[TASK A] In the message about interface races, which flag does Luigi say was used for this purpose in the old times?
[TASK B] Pick up the message about interface races after its final sentence and continue it.

[TEXT SHOWN]

--- BEGIN ---

Re: [net] protecting interfaces from races between control and data ?

From: Luigi Rizzo <rizzo_at_iet.unipi.it> Date: Wed, 7 Aug 2013 09:18:00 +0200 · This archive was generated by hypermail 2.4.0 : Wed May 19 2021 - 11:40:40 UTC

On Wed, Aug 7, 2013 at 5:26 AM, Mike Karels <mike_at_karels.net> wrote:

> I'm replying to one of the last messages of this thread, but in part going
> back to the beginning; then I'm following up on Andre's proposal.
>
> Luigi wrote:
> > i am slightly unclear of what mechanisms we use to prevent races
> > between interface being reconfigured (up/down/multicast setting, etc,
> > all causing reinitialization of the rx and tx rings) and
>
> > i) packets from the host stack being sent out;
> > ii) interrupts from the network card being processed.
>
> > I think in the old times IFF_DRV_RUNNING was used for this purpose,
> > but now it is not enough.
> > Acquiring the "core lock" in the NIC does not seem enough, either,
> > because newer drivers, especially multiqueue ones, have per-queue
> > rx and tx locks.
>
> > Does anyone know if there is a generic mechanism, or each driver
> > reimplements its own way ?
>
> I'm not sure I understand the question, or its motivation.  What problem(s)
> are we trying to solve here?  It seems to me that this is mostly internal
> to drivers, and I don't see the issue with races.  In particular, the only
> external guarantees that I see are that control operations will affect the
> packet stream "soon" but at some undefined place.  Not all of the cited
> operations (e.g. multicast changes) need to cause the rings to be
> reinitialized; if they do, that's a chip or driver flaw.  Clearing the UP
> flag should cause packets to stop arriving "soon", but presumably
> processing
> those already in memory; packets to stop being sent "soon", probably
> including
> some already accepted for transmission; and new attempts to transmit
> receiving
> an error "soon".  And, of course, the driver should not crash or misbehave.

--- END ---

[DATASET EXCERPT]
--- BEGIN ---

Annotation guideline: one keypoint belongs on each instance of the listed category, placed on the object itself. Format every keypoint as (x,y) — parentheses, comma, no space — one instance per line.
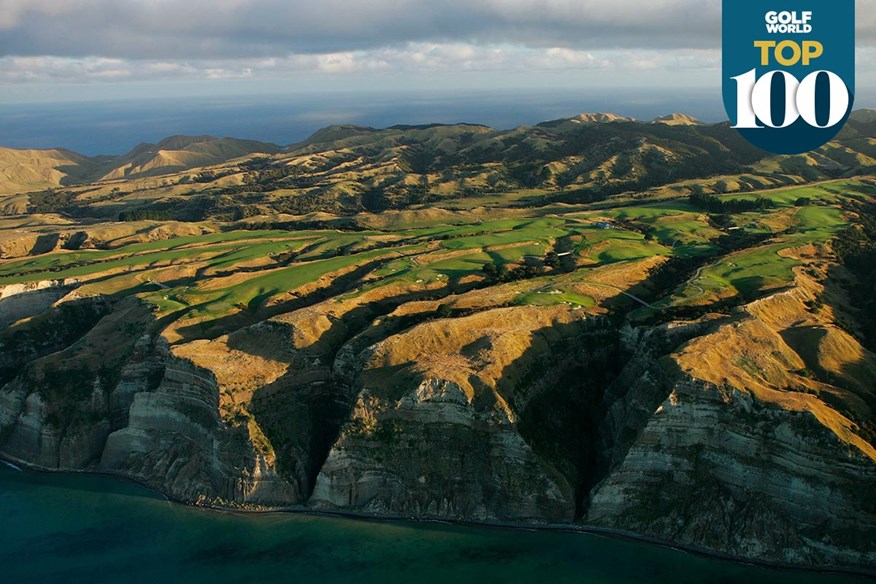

--- END ---

[TASK ANSWER A] IFF_DRV_RUNNING

[TASK ANSWER B]
> Other than that, I don't see what external guarantees need to be met.
>

i only want 'driver should not crash or misbehave', which is something that
(I believe) many current drivers do not guarantee because of the races
mentioned
in the thread (control path reinitializes rings without waiting for the
datapath to drain).
    My specific problem was achieving this safe behaviour when moving
between
netmap mode and regular mode; i hoped i could replicate whatever scheme
was implemented by the drivers in 'normal' mode, and this is when i
realized that
there was no such protection in place.

Jumping to (near) the end of the thread, I like most of Andre's proposal.
> Running with minimal locks at this layer is an admirable goal, and I agree
> with most of what was said.  I have a few observations on the general
> changes,
> or related issues:
>
> There was mention of taskqueues.  I think that with MSI-X, taskqueues
> should not be needed or used.  More specifically, having separate ithreads
> and taskqueues, with ithreads deferring to taskqueues after some limit,
> makes
> sense only for MSI and legacy interrupts.  With MSI-X, an interrupt thread
> should be able to process packets indefinitely with sufficient CPU
> resources,
> and there is no reason to context switch to a different thread
> periodically.
> A periodic "yield" might be reasonable, but if it is necessary, small
> packet
> performance will suffer.  However, most of this is internal to the driver.
>

i am not completely clear on what is the difference between ithreads and
taskqueues.

Also, Andre's proposal requires to force-kill the ithread, but i am unclear
on how to do it
safely (i.e. without leaving the data structures in some inconsistent
state), unless ithread
periodically yields the CPU when it is in a safe state. While this is
internal to the driver,
we should probably provide some template code to avoid that each driver
implements
its own way to shutdown the ithread.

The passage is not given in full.